BR833263
Jan 16, 2026
10 min read
Scaling for a 10× Traffic Surge When Infrastructure Has No Time to React
We were hosting our final demo day, an event that has attracted significant public and investor attention. As the live stream begins and announcements are distributed across multiple channels, a large number of users attempt to access the platform simultaneously.
Under normal conditions, the system operates under a predictable and well-understood load profile. However, within minutes of the broadcast going live, traffic increases sharply, reaching a 10× surge relative to baseline usage. This sudden shift pushes the system beyond its typical operating envelope.
Editorial context:
Build Roulette documents production-informed decisions based on a combination of direct experience and observed industry patterns. Specific details are representative, not exhaustive.
Monitoring dashboards begin to surface stress indicators. CPU utilization approaches 95%, database connection pools near exhaustion and request latency steadily increases across critical application paths. A platform that was stable moments earlier is now operating close to failure thresholds.

* GIVEN DATA:
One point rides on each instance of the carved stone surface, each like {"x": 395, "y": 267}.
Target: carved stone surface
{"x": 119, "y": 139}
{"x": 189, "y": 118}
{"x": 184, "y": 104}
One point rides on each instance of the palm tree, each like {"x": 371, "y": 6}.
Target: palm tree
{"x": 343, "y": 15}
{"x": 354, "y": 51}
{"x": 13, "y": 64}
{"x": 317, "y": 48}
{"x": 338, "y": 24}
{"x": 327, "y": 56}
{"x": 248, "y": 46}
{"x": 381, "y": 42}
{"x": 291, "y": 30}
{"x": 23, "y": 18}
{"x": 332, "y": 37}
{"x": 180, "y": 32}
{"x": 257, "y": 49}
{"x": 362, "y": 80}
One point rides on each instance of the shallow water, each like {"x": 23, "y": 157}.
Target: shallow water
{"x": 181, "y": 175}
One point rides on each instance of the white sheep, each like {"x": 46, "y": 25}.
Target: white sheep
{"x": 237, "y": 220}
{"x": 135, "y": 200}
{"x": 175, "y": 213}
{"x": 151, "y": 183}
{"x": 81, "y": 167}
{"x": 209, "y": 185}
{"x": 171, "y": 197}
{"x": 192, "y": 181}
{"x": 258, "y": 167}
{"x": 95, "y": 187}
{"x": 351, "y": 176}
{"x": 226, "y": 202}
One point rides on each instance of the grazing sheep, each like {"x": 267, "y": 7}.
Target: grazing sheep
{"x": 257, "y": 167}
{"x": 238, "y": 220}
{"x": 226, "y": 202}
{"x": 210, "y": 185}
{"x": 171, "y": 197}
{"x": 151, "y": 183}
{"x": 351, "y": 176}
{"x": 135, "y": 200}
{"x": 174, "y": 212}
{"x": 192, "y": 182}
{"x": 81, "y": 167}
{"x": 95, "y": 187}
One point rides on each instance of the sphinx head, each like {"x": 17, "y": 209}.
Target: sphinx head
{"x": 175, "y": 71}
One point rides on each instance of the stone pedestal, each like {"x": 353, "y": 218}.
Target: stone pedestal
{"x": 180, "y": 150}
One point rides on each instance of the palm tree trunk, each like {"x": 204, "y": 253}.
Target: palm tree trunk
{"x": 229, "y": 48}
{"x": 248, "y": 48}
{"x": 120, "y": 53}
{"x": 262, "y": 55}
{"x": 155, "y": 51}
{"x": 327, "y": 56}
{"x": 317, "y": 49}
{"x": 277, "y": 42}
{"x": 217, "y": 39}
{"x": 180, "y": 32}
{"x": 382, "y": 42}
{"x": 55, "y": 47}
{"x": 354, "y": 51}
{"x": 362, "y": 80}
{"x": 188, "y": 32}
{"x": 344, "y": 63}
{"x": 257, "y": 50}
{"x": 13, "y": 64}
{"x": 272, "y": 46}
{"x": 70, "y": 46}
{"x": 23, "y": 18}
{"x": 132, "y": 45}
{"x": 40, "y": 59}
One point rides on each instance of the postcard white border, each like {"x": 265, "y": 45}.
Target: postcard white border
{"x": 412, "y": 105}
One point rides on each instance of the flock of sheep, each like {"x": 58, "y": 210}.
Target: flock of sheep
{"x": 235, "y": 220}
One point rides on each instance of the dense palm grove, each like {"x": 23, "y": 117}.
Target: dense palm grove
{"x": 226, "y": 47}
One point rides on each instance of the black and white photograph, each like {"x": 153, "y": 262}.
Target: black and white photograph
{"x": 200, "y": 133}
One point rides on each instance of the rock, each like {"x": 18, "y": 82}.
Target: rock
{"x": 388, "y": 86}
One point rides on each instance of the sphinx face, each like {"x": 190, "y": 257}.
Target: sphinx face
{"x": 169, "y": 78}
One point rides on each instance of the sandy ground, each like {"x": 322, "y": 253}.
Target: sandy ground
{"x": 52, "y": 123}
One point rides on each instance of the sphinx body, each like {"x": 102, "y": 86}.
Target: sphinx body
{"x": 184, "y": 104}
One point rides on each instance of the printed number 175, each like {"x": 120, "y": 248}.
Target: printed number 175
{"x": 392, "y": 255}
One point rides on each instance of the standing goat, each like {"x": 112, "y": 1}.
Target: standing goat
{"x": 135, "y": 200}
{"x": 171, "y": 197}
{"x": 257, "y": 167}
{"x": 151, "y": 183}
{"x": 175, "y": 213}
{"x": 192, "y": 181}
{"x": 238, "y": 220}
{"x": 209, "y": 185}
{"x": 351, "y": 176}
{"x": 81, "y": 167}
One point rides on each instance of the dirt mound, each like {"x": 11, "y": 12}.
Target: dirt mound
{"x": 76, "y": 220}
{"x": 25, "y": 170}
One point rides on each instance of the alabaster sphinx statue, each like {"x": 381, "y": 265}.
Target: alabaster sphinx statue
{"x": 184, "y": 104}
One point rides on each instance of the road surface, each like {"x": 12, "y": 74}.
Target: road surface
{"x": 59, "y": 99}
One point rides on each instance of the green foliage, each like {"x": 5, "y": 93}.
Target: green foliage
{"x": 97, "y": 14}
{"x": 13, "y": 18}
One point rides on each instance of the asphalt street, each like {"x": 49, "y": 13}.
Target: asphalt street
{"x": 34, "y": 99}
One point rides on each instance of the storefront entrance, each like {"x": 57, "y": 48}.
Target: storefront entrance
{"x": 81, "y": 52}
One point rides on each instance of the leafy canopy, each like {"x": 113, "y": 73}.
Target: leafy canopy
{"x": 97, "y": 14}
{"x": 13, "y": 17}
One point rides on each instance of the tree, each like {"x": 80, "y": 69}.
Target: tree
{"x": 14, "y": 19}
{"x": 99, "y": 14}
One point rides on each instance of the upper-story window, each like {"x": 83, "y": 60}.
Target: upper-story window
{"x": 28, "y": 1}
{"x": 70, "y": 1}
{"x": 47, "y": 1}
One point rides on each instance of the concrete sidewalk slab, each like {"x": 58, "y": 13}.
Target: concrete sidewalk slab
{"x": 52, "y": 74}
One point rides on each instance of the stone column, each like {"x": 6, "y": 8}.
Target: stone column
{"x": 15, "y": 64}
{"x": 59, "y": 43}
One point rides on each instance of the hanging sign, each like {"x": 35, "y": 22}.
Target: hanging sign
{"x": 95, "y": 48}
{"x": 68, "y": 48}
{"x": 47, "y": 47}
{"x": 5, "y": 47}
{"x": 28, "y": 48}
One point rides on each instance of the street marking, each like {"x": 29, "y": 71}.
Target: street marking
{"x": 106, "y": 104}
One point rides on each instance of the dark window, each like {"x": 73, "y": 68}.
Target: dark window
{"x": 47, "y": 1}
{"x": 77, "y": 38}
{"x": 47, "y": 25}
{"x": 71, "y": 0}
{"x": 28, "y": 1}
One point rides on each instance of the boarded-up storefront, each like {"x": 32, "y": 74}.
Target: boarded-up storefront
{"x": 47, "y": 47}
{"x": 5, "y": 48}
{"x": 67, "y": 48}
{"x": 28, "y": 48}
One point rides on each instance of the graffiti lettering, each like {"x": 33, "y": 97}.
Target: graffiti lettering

* PROMPT:
Please continue the article on handling a sudden 10× traffic surge, picking up after its final paragraph about the stress indicators on the monitoring dashboards.

* WRITTEN RESPONSE:
This situation represents a real-world burst scenario. It is not a synthetic load test or a planned capacity exercise, but a genuine production event where user demand changes faster than infrastructure can react. In these moments, engineering decisions must be made quickly to prevent cascading failures and service downtime.
To respond effectively to this type of surge, engineering teams typically evaluate two primary scaling strategies:
Vertical Scaling (Scaling Up)
Horizontal Scaling (Scaling Out)
This article examines how each approach behaves under extreme, short-lived traffic spikes, the operational and cost trade-offs involved and how to determine the most appropriate strategy or combination of strategies to maintain system reliability during high-visibility events.
Assumptions
This evaluation assumes a cloud-native AWS environment with a stateless application tier, managed database services, existing observability and the ability to modify instance types or Auto Scaling policies during planned or unplanned traffic surges.
1. VERTICAL SCALING: THE IMMEDIATE CAPACITY EXPANSION
When a high-visibility event triggers a sudden increase in demand, the most direct engineering response is often vertical scaling, commonly referred to as scaling up. Rather than introducing additional servers, vertical scaling increases the capacity of existing infrastructure by upgrading CPU, memory, or storage resources.
This approach allows a single instance to process a higher volume of requests within the same architectural footprint. From an operational perspective, it is often the fastest way to create additional headroom during an active incident.
EVALUATING THE BURST RESPONSE
The primary advantage of vertical scaling during a live surge is its low operational complexity. Because the architecture remains unchanged, no new load-balancing logic, service discovery mechanisms, or inter-node coordination is required.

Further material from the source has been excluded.